• _Exercise aim_
Please recast every line of the entries below as a Markdown table with two columns, Row and Line, numbering the rows and leaving out blank lines.

• _Extracted entries_
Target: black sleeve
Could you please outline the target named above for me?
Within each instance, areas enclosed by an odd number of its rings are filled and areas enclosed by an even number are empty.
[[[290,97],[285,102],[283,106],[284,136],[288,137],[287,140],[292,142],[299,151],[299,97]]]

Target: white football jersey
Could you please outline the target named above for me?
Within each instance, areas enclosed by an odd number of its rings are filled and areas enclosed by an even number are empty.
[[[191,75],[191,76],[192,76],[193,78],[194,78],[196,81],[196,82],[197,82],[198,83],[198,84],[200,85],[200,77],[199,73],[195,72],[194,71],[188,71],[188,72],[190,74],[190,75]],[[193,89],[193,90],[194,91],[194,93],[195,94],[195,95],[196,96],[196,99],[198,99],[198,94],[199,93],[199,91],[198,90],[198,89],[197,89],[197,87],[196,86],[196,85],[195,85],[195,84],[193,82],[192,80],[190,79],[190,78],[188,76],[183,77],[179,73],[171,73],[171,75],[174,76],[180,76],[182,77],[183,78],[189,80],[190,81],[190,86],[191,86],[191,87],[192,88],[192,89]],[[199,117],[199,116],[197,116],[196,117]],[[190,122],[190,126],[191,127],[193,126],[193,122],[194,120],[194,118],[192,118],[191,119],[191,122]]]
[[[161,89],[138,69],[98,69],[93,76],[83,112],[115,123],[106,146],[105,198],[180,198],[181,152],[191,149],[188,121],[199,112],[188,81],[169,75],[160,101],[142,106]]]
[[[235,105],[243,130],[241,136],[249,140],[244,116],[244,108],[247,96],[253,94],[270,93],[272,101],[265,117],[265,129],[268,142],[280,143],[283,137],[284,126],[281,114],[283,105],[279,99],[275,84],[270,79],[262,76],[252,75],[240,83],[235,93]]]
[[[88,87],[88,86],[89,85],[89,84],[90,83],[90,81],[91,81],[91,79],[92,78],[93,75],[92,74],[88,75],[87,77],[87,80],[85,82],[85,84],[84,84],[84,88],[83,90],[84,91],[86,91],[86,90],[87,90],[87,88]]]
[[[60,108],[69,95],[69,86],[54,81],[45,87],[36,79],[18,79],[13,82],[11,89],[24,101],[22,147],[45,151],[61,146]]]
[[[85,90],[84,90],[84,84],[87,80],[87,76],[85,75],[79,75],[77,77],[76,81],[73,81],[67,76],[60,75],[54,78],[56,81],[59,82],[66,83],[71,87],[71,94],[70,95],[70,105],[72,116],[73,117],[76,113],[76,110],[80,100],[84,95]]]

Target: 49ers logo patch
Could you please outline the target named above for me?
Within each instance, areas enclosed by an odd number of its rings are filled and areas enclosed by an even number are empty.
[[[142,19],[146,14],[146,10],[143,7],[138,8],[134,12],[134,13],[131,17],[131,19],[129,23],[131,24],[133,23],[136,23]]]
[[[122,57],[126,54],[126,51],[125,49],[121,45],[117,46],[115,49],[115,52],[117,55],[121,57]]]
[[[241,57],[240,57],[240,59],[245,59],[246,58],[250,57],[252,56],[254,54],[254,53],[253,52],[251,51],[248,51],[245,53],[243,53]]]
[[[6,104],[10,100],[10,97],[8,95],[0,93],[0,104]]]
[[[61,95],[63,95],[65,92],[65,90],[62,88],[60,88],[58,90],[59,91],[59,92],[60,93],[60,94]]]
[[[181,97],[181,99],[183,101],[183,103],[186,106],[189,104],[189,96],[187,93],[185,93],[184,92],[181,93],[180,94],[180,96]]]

• _Response below_
| Row | Line |
|---|---|
| 1 | Target: black sleeve |
| 2 | Could you please outline the target named above for me? |
| 3 | Within each instance, areas enclosed by an odd number of its rings are filled and areas enclosed by an even number are empty. |
| 4 | [[[290,97],[285,102],[283,106],[284,136],[288,137],[287,140],[292,142],[299,151],[299,97]]] |
| 5 | Target: white football jersey |
| 6 | Could you please outline the target named above for me? |
| 7 | Within each instance, areas enclosed by an odd number of its rings are filled and areas enclosed by an even number are empty. |
| 8 | [[[191,75],[191,76],[192,76],[193,78],[194,78],[196,81],[196,82],[197,82],[198,83],[198,84],[200,85],[200,77],[199,73],[195,72],[194,71],[188,71],[188,72],[190,74],[190,75]],[[193,89],[193,90],[194,91],[194,93],[195,94],[195,95],[196,96],[196,99],[198,99],[198,94],[199,93],[199,91],[198,90],[198,89],[197,89],[197,87],[196,86],[196,85],[195,85],[195,84],[193,82],[192,80],[190,79],[190,78],[188,76],[183,77],[179,73],[171,73],[171,75],[174,76],[180,76],[182,77],[183,78],[189,80],[190,81],[190,86],[191,86],[191,87],[192,88],[192,89]],[[199,117],[199,116],[197,116],[196,117]],[[190,122],[190,126],[191,127],[193,126],[193,122],[194,120],[194,118],[192,118],[191,119],[191,122]]] |
| 9 | [[[161,89],[138,69],[98,69],[93,76],[83,112],[115,123],[106,146],[105,198],[180,198],[181,152],[191,149],[188,121],[199,112],[188,81],[169,75],[160,101],[142,106]]] |
| 10 | [[[235,105],[243,130],[241,136],[249,140],[244,116],[244,108],[247,96],[253,94],[270,93],[272,101],[265,117],[265,129],[268,142],[280,143],[283,137],[284,126],[281,114],[283,105],[279,99],[275,84],[270,79],[262,76],[252,75],[240,83],[235,93]]] |
| 11 | [[[88,87],[88,86],[89,85],[89,84],[90,83],[90,81],[91,81],[91,79],[92,78],[93,75],[92,74],[88,75],[87,77],[87,80],[85,82],[85,84],[84,84],[84,88],[83,90],[84,91],[86,91],[86,90],[87,90],[87,88]]] |
| 12 | [[[60,108],[69,95],[69,86],[54,81],[45,87],[36,79],[18,79],[13,82],[11,89],[24,101],[22,147],[45,151],[61,146]]] |
| 13 | [[[85,90],[84,90],[84,84],[87,80],[87,76],[85,75],[79,75],[77,77],[76,81],[73,81],[67,76],[60,75],[54,78],[56,81],[59,82],[66,83],[71,87],[71,94],[70,95],[70,105],[72,116],[73,117],[76,113],[76,110],[80,100],[84,95]]] |
| 14 | Target: 49ers logo patch |
| 15 | Could you please outline the target named above for me? |
| 16 | Within each instance, areas enclosed by an odd number of its rings are filled and areas enclosed by an even number are empty. |
| 17 | [[[142,19],[146,14],[146,10],[143,7],[138,8],[134,12],[134,13],[131,17],[131,19],[129,23],[131,24],[133,23],[136,23]]] |
| 18 | [[[122,57],[126,54],[126,51],[125,49],[121,45],[117,46],[115,49],[115,52],[117,55],[121,57]]] |
| 19 | [[[241,57],[240,57],[240,59],[245,59],[246,58],[250,57],[252,56],[254,54],[254,53],[253,52],[251,51],[248,51],[245,53],[243,53]]] |
| 20 | [[[6,104],[10,100],[10,97],[8,95],[0,93],[0,104]]] |
| 21 | [[[61,95],[63,95],[65,92],[65,90],[62,88],[60,88],[58,90],[59,91],[59,92],[60,93],[60,94]]] |
| 22 | [[[181,97],[181,99],[183,101],[183,103],[186,106],[189,104],[189,96],[187,93],[185,93],[184,92],[181,93],[180,94],[180,96]]] |